### Problem details
Copy every entry below word for word, changing nothing.

### Entries provided

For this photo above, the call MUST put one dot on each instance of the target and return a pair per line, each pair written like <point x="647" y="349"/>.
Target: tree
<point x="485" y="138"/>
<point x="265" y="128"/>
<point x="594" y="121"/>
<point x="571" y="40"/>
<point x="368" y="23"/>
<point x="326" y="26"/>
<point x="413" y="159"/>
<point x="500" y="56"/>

### Solution to this problem
For this photo above, the call MUST put one dot on each instance of the target and return a pair per line, each pair written like <point x="647" y="349"/>.
Target: tree
<point x="485" y="138"/>
<point x="265" y="128"/>
<point x="594" y="121"/>
<point x="571" y="40"/>
<point x="368" y="23"/>
<point x="326" y="26"/>
<point x="413" y="159"/>
<point x="500" y="56"/>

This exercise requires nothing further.